__EXERCISE OBJECTIVE__
Restate the entire listing word for word.

####################

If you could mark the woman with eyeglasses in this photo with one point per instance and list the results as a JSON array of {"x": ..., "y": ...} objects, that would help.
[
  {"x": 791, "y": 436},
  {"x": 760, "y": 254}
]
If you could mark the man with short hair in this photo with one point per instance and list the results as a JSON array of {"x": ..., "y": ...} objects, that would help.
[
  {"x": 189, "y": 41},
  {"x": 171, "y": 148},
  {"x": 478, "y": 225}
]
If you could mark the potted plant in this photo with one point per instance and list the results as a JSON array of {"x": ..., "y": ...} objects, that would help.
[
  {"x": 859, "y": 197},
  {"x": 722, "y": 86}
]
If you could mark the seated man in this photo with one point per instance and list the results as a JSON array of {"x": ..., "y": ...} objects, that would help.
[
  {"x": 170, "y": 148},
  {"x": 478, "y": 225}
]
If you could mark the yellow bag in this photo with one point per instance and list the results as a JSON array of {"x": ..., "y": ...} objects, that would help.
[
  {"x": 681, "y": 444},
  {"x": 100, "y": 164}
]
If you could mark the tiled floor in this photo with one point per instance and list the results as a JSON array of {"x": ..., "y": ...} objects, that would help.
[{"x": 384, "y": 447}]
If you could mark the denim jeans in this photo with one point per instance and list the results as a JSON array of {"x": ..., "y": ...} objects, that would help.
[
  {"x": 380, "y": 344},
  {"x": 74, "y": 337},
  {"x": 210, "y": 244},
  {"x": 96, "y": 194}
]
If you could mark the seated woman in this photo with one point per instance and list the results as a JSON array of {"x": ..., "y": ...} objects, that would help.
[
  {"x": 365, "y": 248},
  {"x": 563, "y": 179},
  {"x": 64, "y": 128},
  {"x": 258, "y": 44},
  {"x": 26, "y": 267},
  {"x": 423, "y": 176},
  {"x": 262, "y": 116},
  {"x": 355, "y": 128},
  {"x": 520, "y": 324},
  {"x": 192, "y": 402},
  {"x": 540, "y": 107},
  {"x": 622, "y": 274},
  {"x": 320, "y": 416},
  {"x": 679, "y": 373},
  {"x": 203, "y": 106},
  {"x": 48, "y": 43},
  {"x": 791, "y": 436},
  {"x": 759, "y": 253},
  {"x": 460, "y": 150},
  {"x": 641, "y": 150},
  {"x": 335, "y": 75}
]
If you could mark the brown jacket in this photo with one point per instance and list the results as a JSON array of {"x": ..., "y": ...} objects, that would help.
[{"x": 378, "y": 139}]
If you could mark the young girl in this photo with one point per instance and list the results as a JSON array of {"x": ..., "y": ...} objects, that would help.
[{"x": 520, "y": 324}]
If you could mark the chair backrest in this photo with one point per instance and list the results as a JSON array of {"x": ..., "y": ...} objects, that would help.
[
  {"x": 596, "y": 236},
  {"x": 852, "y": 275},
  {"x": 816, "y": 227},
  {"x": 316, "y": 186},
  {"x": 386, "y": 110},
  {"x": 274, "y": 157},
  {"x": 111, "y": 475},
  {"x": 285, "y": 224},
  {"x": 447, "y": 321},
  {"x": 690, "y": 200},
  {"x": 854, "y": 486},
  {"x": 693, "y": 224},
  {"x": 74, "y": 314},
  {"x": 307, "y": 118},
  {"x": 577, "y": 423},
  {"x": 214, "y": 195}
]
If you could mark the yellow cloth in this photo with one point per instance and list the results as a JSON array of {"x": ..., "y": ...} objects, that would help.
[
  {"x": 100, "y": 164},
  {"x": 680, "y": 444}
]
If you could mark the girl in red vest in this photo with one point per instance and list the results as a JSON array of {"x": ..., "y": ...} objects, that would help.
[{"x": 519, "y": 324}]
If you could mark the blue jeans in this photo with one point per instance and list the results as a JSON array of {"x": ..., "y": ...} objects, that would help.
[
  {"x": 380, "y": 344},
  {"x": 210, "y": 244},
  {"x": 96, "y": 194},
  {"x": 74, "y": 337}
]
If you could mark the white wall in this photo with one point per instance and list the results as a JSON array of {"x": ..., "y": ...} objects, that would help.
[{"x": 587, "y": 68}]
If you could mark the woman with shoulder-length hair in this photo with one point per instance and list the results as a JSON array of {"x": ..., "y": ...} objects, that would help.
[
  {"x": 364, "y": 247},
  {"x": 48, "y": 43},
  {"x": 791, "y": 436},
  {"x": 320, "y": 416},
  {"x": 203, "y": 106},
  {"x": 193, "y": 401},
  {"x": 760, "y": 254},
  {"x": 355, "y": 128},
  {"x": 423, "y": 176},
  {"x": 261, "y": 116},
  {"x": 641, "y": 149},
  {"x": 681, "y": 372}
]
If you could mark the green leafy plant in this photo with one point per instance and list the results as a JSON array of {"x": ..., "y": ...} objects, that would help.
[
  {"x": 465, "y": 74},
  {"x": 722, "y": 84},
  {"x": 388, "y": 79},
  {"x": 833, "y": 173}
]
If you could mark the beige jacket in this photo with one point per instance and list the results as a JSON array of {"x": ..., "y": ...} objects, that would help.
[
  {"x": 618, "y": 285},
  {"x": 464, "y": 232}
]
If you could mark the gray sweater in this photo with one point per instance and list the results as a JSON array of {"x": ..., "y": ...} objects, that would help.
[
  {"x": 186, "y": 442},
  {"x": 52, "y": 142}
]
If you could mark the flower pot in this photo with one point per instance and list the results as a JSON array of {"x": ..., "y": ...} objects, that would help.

####################

__RESULT BELOW__
If you could mark the woman with eyeglasses in this photo with one point per instance and list the results as a JSON array of {"x": ..., "y": ...} objects, that would help.
[
  {"x": 791, "y": 436},
  {"x": 760, "y": 254}
]
If you could mark the man with short hair in this photo with one point per instance and list the results as a JSON array of {"x": ..., "y": ...} objects, that would help.
[
  {"x": 189, "y": 41},
  {"x": 171, "y": 148},
  {"x": 478, "y": 225}
]
If you could mark the potted plant in this photo with one point per instance and list the results as a JSON array of {"x": ..., "y": ...} objects, that would help.
[
  {"x": 859, "y": 197},
  {"x": 722, "y": 86}
]
If you could mark the seated man in this photo with one point per instance and list the results as a JSON array of {"x": ..., "y": ...} objects, that would help.
[
  {"x": 170, "y": 148},
  {"x": 478, "y": 225}
]
If you could mark the yellow bag in this photo with one point per instance and list the results as a JSON array of {"x": ..., "y": ...} objects, that would help.
[
  {"x": 681, "y": 444},
  {"x": 100, "y": 164}
]
If you could mark the tiled floor in this photo with one point per instance and list the results as a JSON array of {"x": ..., "y": ...} objects, that would help.
[{"x": 384, "y": 447}]
If you could mark the denim jeans in this photo with one point per instance and list the results as a JSON array of {"x": ..., "y": ...} objects, that would help.
[
  {"x": 380, "y": 344},
  {"x": 74, "y": 337},
  {"x": 210, "y": 244},
  {"x": 96, "y": 194}
]
If you could mark the seated woman in this photo with one point per instance and list the results as a JSON array of {"x": ..., "y": ...} objects, that would help.
[
  {"x": 365, "y": 248},
  {"x": 563, "y": 179},
  {"x": 64, "y": 128},
  {"x": 258, "y": 44},
  {"x": 26, "y": 267},
  {"x": 423, "y": 176},
  {"x": 262, "y": 116},
  {"x": 355, "y": 128},
  {"x": 520, "y": 324},
  {"x": 192, "y": 402},
  {"x": 540, "y": 107},
  {"x": 622, "y": 274},
  {"x": 320, "y": 416},
  {"x": 679, "y": 373},
  {"x": 203, "y": 106},
  {"x": 48, "y": 43},
  {"x": 791, "y": 436},
  {"x": 759, "y": 253},
  {"x": 460, "y": 150},
  {"x": 641, "y": 150},
  {"x": 335, "y": 75}
]
If you could mark the brown jacket in this photo with one point per instance and list the results as a JSON array of {"x": ..., "y": ...} objects, that would help.
[{"x": 378, "y": 139}]
If you could mark the young girl in this photo with one point per instance and list the results as a JSON array of {"x": ..., "y": ...} objects, that would help.
[{"x": 520, "y": 324}]
If you could mark the chair backrest in this photo with one point per instance and list the results as a JSON array of {"x": ..., "y": ...} objects, that would help.
[
  {"x": 596, "y": 236},
  {"x": 852, "y": 275},
  {"x": 816, "y": 227},
  {"x": 316, "y": 186},
  {"x": 386, "y": 110},
  {"x": 274, "y": 157},
  {"x": 111, "y": 475},
  {"x": 285, "y": 224},
  {"x": 447, "y": 321},
  {"x": 690, "y": 200},
  {"x": 854, "y": 486},
  {"x": 693, "y": 224},
  {"x": 74, "y": 314},
  {"x": 307, "y": 118},
  {"x": 577, "y": 423},
  {"x": 214, "y": 195}
]
If you could mark the yellow cloth in this photo with one point per instance and list the results as a JSON array of {"x": ..., "y": ...} objects, that would help.
[
  {"x": 100, "y": 164},
  {"x": 680, "y": 444}
]
If you could mark the girl in red vest in this photo with one point per instance and list the results as a JSON array of {"x": ..., "y": ...} objects, that would help.
[{"x": 519, "y": 324}]
If you could mark the blue jeans in this photo with one point per instance and list the results as a JSON array of {"x": ..., "y": ...} objects, that would help.
[
  {"x": 380, "y": 344},
  {"x": 210, "y": 244},
  {"x": 96, "y": 194},
  {"x": 74, "y": 337}
]
If you could mark the white wall in this photo with one point per instance and list the results as a JSON array of {"x": ..., "y": ...} objects, that would help.
[{"x": 587, "y": 68}]
If you could mark the woman with shoulder-length hair in this photo with one point per instance and list the results as a JSON array of {"x": ..., "y": ...} objects, that would help.
[
  {"x": 364, "y": 247},
  {"x": 48, "y": 43},
  {"x": 791, "y": 436},
  {"x": 320, "y": 416},
  {"x": 203, "y": 106},
  {"x": 193, "y": 401},
  {"x": 760, "y": 254},
  {"x": 355, "y": 128},
  {"x": 423, "y": 176},
  {"x": 261, "y": 116},
  {"x": 641, "y": 149},
  {"x": 681, "y": 372}
]
If you could mark the green leafy plant in this photo with one point per instance and list the results as a JSON array of {"x": ..., "y": ...} objects, that would help.
[
  {"x": 465, "y": 74},
  {"x": 722, "y": 84},
  {"x": 388, "y": 79},
  {"x": 833, "y": 173}
]
If you could mark the beige jacket in this photo with one point per instance and list the results as a JSON array of {"x": ..., "y": ...} objects, that would help.
[
  {"x": 618, "y": 285},
  {"x": 464, "y": 232}
]
If you could mark the gray sweater in this photo with one point per instance and list the results as a JSON array of {"x": ..., "y": ...} objects, that would help.
[
  {"x": 186, "y": 442},
  {"x": 52, "y": 142}
]
If you could mark the flower pot in this photo with one point per instance and list the results as a JSON array of {"x": ..., "y": ...} objects, that would help.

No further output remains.